==== Extracted text ====

Data science is one of the most valuable resources to review patterns, reach precise conclusions, and make data-driven decisions for the business. It is “a multidisciplinary approach to extracting actionable insights from the large and ever-increasing volumes of data.”
Augmented Coding, Globant’s software development solution, is composed of a set of tools powered by AI and was designed based on the discoveries of their data scientists. The following findings gather top insights on how AI software development models are built, granting a behind the scenes on how the Augmented Coding team created the tool.
1. Machine learning models run better when they are built from scratch
Four years ago, AI had a breakthrough known as Transformers (yes, named after the movies and which represent the evolution of machine translation), which inspired Augmented Coding and other tools. Augmented Coding is also inspired by machine translation architecture, working similarly to Google’s translator. On one side you have an encoder and on the other a decoder, transforming from one language to another, from natural language to code.
This is what Semantic Code Search, one of the Augmented Coding tools, does. It finds code across all repositories through natural language, receiving questions in English and transforming them into code. Two other examples of these tools are Code Autocompletion, which completes lines of code based on existing ones, and Automatic Code Documentation, which allows developers to easily generate inline documentation by ciphering code and returning natural language (English).
One of the most important insights Augmented Coding’s Data Scientists found was that there is no single model that can learn all programming languages by itself. This model needed to be created. Although there are existing models in the market that understand code, they are pre-trained, meaning someone already experimented with them and trained them with their code and data, making it available to others so they may use it and practice. It was a big learning experience to discover that pre-trained models do not run as well as creating one from scratch.
With algorithms built and trained from scratch, the model’s ability to generalize different coding scenarios is widened, making them useful for a larger variety of cases.

==== Given data ====

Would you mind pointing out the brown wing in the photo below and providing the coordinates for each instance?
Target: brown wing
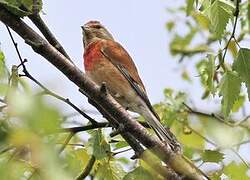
(120, 58)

====

> _What this task involves_
Extend the piece on Globant's Augmented Coding tool, starting right after its final sentence.

> _Task output_
2. While natural language and code language differ greatly, they do share the concept of semantics
There’s a relationship between these two languages,code and natural. They both have rules and follow a logic that allows each language to attain their own aspects of meaning. Semantics can be learned and captured by Transformer-based architectures.
A machine learning model generally has to learn through supervision; you teach a task, give a data input, and set a target. To learn natural language, there are several tasks involved to teach a machine a learning algorithm.
As an example, word masking involves masking part of the input, then training a model to predict the missing tokens – essentially reconstructing the non-masked input.” You give a sentence to the model and randomly hide a word or leave it blank, the idea is that the algorithm tries to generate that word. When the algorithm fails you show it the correct word and point out that the one unmasked by it was the wrong one, so they need to correct it. Supervised methods, such as this one, need to be created by examples that you grant to the model assigning a specific objective. It needs to recreate all the tasks that already exist in natural language but in code.
The challenge with Automatic Code Documentation was to teach the model not to find text but to generate documentation in natural language instead. One of the most interesting discoveries was that English is intrinsically present through the use of technical terms across different languages. For example, if you document a function and describe what it does while you are programming in Spanish, there can be certain technical terms that are in English. The challenge was to identify the language of those documentations, since not all were in English. The easiest ones to recognize were those with a different alphabet, for example, Mandarin or Japanese.
3. One single model can be universalized but it needs to be fed with good data
In the pre-production phase of Augmented Coding, one of the most important findings came from the generation of models, since the model fabrication was based on each of the programming languages individually. They were more robust this way since they were specialized and would not have as many faults as a model that would learn from all of the languages at the same time.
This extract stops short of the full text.